◆ **RECORDS PROVIDED**:
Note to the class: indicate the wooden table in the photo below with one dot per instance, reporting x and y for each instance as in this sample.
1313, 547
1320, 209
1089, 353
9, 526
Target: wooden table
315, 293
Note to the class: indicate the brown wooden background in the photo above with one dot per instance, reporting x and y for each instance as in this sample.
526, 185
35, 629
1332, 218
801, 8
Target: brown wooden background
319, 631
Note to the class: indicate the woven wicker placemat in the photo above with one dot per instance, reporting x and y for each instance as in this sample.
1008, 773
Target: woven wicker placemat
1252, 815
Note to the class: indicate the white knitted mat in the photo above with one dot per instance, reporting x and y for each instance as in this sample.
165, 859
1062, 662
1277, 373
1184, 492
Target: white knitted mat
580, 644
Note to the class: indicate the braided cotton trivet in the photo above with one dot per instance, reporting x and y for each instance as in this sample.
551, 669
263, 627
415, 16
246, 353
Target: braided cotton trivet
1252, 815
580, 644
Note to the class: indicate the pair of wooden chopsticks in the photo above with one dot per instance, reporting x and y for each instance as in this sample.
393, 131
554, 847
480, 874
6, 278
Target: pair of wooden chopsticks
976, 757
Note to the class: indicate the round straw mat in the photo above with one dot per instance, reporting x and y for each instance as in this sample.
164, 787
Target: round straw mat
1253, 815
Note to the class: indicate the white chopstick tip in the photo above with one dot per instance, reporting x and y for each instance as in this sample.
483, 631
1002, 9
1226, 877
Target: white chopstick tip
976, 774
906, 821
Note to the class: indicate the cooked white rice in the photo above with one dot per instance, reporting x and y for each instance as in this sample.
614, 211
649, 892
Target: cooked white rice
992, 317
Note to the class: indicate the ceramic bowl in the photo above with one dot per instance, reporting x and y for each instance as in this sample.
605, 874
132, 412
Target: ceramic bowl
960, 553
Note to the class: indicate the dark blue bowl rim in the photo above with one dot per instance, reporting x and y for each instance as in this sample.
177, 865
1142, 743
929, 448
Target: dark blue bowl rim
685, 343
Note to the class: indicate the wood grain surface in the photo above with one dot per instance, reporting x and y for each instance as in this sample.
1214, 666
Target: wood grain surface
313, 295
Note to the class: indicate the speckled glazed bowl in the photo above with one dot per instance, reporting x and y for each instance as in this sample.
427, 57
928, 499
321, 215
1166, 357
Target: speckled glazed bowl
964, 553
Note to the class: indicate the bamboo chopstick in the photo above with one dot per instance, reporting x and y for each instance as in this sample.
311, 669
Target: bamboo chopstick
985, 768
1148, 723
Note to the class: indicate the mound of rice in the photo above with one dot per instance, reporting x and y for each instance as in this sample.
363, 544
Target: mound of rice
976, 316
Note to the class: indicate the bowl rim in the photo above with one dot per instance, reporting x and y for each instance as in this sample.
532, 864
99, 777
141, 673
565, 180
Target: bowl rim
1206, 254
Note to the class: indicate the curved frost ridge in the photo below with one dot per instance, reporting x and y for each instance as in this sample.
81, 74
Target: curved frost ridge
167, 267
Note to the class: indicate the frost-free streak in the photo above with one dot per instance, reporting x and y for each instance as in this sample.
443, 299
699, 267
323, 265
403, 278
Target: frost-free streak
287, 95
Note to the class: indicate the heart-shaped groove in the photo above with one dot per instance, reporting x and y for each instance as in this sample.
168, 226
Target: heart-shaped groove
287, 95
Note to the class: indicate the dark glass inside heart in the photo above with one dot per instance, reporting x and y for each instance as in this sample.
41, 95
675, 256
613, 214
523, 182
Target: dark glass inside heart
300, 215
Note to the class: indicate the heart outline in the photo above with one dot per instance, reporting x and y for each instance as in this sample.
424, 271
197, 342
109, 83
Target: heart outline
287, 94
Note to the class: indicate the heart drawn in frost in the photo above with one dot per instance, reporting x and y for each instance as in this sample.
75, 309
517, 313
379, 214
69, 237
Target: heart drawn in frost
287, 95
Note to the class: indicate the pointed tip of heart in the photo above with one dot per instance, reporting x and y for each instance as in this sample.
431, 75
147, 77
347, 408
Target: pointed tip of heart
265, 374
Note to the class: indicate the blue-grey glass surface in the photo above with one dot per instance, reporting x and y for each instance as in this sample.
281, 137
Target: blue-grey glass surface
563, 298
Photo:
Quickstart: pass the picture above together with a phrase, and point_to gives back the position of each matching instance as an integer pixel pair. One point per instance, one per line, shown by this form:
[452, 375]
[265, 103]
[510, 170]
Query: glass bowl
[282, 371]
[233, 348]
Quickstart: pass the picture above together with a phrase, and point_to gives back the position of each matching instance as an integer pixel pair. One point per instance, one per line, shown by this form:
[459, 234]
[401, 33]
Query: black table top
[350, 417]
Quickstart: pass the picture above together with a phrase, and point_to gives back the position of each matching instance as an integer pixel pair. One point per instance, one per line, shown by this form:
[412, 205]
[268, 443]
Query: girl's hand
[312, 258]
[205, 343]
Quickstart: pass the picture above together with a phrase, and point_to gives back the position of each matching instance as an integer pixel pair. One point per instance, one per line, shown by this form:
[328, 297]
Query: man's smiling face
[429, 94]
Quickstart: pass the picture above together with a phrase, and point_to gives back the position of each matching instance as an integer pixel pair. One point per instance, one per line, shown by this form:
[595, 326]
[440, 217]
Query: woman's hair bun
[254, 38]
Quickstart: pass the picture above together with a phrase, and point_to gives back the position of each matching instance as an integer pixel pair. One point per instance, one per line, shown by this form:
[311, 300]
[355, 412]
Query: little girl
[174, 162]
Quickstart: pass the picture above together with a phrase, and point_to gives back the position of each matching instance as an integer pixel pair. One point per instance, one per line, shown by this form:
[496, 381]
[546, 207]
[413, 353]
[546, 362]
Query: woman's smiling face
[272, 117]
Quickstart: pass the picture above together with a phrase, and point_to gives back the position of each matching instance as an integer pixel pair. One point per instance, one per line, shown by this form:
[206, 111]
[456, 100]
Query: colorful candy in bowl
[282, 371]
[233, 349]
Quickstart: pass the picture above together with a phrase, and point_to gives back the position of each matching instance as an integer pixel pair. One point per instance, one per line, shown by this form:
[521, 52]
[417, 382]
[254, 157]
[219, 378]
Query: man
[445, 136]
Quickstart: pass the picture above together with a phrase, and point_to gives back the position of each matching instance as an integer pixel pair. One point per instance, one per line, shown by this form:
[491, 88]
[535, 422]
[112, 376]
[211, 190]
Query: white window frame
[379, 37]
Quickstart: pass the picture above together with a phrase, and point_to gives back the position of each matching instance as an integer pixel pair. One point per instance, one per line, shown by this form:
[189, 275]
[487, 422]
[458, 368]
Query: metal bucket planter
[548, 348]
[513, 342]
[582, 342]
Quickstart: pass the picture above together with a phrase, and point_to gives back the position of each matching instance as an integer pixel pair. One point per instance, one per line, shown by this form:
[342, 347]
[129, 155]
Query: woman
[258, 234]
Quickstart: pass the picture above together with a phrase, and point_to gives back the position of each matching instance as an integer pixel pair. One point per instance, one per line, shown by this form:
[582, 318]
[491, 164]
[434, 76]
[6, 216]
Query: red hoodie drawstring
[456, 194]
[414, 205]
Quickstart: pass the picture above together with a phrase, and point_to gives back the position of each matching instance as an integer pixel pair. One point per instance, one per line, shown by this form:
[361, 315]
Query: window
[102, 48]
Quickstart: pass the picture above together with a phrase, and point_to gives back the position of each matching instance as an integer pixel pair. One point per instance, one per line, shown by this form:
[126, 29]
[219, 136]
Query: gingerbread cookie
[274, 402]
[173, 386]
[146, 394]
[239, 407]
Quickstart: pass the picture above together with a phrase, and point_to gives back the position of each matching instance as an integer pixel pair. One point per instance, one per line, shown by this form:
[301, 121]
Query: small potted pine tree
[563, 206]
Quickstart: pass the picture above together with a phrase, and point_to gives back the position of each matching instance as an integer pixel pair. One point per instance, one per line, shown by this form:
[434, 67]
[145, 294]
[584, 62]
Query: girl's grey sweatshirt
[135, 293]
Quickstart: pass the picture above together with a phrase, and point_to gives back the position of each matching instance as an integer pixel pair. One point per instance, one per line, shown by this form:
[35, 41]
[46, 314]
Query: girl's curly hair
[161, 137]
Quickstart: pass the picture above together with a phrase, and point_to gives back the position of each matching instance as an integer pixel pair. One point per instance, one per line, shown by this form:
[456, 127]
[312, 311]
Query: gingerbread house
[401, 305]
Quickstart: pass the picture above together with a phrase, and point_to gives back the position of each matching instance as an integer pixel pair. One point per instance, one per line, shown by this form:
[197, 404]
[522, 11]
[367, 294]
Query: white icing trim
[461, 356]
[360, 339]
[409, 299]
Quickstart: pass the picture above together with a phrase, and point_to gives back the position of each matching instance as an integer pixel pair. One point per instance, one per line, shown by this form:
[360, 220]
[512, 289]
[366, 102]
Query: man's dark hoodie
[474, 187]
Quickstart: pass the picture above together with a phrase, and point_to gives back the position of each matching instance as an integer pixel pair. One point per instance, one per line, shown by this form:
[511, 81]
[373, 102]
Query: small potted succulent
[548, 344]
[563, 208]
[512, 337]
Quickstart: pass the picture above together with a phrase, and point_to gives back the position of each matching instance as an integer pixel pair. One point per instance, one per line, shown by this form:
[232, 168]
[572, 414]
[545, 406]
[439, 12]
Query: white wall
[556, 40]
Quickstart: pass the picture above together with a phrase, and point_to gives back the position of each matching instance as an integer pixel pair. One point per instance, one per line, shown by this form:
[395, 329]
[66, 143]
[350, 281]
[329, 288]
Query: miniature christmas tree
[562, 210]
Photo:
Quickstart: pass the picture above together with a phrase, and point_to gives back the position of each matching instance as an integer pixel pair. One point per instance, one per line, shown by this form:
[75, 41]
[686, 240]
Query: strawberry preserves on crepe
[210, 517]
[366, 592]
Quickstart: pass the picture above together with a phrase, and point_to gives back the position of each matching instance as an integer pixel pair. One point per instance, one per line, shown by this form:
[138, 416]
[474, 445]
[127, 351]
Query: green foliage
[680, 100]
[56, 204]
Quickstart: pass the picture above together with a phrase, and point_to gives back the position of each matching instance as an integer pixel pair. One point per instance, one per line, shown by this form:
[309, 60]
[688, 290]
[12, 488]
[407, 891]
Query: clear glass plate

◆ **GIVEN PROBLEM**: Identify each line in the records above that contains the word "knitted" and copy every such line in full.

◆ **WORKED SOLUTION**:
Note to the class: indicate the white knitted mat in the photo above with one dot per instance, reporting x and y for each instance as in this sample.
Target: white knitted mat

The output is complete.